**Trecho fornecido:**
╭──
A amizade pessoal e a admiração profissional moveram o crítico Ely Azeredo a preparar para a Coleção Aplauso uma espécie de dossiê sobre o cineasta, crítico, jornalista e livreiro Jorge Ileli (1925-2003). Além disso, o livro é perpassado por dois sentimentos de perda: a pouca frequência com que Ileli dirigiu filmes (ele fez apenas quatro longas, dois curtas e um número não conhecido de cinejornais); e o desaparecimento ou deterioração de quase todos os negativos de seus filmes. De alguma forma, Jorge Ileli – O Suspense de Viver tenta preencher o vácuo de informações sobre um realizador que caiu numa espécie de limbo.



Ele não foi o único obscurecido entre os que viveram a fase de transição do cinema “velho” para o Cinema Novo, ao longo das décadas de 50 e 60 do século passado. Quanto se sabe e se fala hoje de Roberto Santos e Roberto Pires, por exemplo? Junto com Paulo Wanderley, Ileli dirigiu em 1953 um clássico que unia ensinamentos do neorrealismo italiano com traços de policial americano e apontava para uma modernidade prestes a desembarcar no cinema brasileiro: Amei um Bicheiro (1953). Depois realizou a comédia Mulheres e Milhões, o documentário O Mundo em que Getúlio Viveu e o thriller noir Viver de Morrer. Em comum entre todos, como bem destaca Ely, a origem em fatos que tiveram o primeiro impacto nas páginas do jornais.
╰──
**Registros fornecidos:**
╭──
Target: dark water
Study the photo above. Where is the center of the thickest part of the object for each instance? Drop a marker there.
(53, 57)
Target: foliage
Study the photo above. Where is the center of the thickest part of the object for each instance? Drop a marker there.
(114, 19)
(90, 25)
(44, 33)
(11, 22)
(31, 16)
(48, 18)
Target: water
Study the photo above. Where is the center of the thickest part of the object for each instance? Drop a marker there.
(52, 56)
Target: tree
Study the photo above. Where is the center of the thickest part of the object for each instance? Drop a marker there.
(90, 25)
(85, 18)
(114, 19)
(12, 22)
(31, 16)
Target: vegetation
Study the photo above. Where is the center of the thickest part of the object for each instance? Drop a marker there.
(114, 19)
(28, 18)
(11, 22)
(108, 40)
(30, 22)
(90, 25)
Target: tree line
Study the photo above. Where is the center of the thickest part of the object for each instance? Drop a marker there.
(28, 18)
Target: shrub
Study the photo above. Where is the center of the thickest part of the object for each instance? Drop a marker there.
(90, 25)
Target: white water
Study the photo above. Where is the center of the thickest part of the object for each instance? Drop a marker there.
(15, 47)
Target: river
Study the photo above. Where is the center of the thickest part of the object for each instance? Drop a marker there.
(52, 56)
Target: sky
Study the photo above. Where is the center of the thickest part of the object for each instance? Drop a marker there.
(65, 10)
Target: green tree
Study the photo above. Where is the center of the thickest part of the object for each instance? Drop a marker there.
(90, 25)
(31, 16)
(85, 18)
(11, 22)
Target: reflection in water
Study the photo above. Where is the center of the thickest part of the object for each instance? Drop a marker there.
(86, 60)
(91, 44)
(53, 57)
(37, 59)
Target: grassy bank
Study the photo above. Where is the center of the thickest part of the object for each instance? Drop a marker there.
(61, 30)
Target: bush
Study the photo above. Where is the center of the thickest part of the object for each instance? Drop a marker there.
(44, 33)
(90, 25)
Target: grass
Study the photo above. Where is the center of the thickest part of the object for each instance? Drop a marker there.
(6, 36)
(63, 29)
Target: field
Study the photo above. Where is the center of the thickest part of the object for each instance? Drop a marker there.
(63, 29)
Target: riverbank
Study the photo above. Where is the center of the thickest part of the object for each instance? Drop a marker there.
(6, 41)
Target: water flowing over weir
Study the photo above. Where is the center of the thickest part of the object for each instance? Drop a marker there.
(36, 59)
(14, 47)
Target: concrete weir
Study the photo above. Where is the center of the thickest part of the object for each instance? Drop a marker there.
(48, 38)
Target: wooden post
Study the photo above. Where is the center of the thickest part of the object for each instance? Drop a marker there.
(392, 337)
╰──
╭──
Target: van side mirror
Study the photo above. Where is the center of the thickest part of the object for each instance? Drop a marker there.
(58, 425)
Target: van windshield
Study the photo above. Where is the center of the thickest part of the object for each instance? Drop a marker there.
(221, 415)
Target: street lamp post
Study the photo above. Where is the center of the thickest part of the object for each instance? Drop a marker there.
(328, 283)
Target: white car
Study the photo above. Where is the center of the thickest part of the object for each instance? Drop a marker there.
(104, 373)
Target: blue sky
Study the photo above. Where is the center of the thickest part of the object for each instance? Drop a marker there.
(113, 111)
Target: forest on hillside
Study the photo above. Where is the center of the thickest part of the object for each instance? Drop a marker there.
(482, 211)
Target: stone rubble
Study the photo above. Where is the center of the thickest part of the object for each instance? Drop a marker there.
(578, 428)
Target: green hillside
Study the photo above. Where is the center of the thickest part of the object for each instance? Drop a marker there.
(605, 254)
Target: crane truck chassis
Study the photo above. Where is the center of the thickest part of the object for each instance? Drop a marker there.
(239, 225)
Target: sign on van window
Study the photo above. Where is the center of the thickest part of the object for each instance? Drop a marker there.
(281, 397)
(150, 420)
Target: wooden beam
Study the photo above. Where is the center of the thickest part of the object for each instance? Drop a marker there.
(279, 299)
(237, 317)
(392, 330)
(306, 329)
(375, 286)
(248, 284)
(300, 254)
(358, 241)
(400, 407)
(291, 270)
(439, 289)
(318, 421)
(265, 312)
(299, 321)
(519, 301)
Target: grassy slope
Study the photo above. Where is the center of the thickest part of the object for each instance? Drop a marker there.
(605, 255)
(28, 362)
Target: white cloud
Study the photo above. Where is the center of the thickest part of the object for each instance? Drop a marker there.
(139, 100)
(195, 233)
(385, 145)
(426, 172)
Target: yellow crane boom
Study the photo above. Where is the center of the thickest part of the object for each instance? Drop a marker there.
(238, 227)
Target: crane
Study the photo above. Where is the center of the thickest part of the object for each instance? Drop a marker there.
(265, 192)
╰──
**Exercícios:**
**a.** Extraia dos registros todas as linhas que contêm a palavra "wooden", diferenciando maiúsculas de minúsculas.
**b.** Por favor, dê continuidade ao trecho sobre o livro de Ely Azeredo dedicado a Jorge Ileli, começando logo após a última frase.
Os registros não têm nenhuma relação com o trecho.

**Respostas:**
**a.**
Target: wooden post
Target: wooden beam

**b.**
Ileli foi jornalista de O Cruzeiro e crítico da revista de esquerda Diretrizes, mas a partir de certo momento dedicou a maior parte do seu tempo a conduzir negócios em restaurantes e livrarias. Foi dono da rede Entrelivros, e numa de suas lojas Ely Azeredo montou o Estúdio A, pioneiro na oferta de cursos e oficinas de roteiros para cinema e TV. Apesar dessa proximidade, numa época em que era grande a interação entre cineastas e críticos, o livro passa com certa velocidade pelos aspectos biográficos de Jorge Ileli. A preferência de Ely recaiu sobre os dossiês críticos e de reportagens sobre o seu cinema. Assim, somos reapresentados a textos de Sérgio Augusto, José Louzeiro, Fernando Ferreira, Antonio Olinto e Octavio de Faria, entre outros. Ao repescar um texto próprio, uma crítica de Amei um Bicheiro publicada em 1958, Ely nos recorda como podia ser ácido, mesmo ao falar de um filme que admirava com restrições:



“Já no caso de Eliana, o trabalho da direção foi frustrado. Privou-a de seu padrão habitual de boneca de engonço, de sucesso de programa de calouros, sem obter o mínimo de retribuição como sucedâneo. O resultado é uma atuação zumbi, constrangida: uma colegial lançada no set em transe hipnótico”.



Entre outros bons textos, o livro tem uma cintilante análise de José Carlos Monteiro sobre o Ileli crítico. Pena que as duas resenhas escolhidas para ilustrar essa faceta não sejam representativas do que ele devia ter de melhor. Alguma informação sobre os curtas do diretor seriam bem-vindas nesse dossiê. No que diz respeito à edição, o uso emaranhado de itálicos deixa o leitor às vezes perdido entre as várias vozes presentes no livro.



Mesmo com uma certa fragmentação, O Suspense de Viver ajuda a clarear áreas ainda obscuras na história do cinema brasileiro, normalmente contada com base nos grandes medalhões do passado, nos ícones cinemanovistas e na diversidade contemporânea. Jorge Ileli foi um daqueles discretos autesãos (misto de autores e artesãos) que fizeram a passagem e correm o risco de ficarem esquecidos no caminho.



>>> O livro pode ser comprado em livrarias ou lido/baixado no site da Imprensa Oficial do Estado de SP .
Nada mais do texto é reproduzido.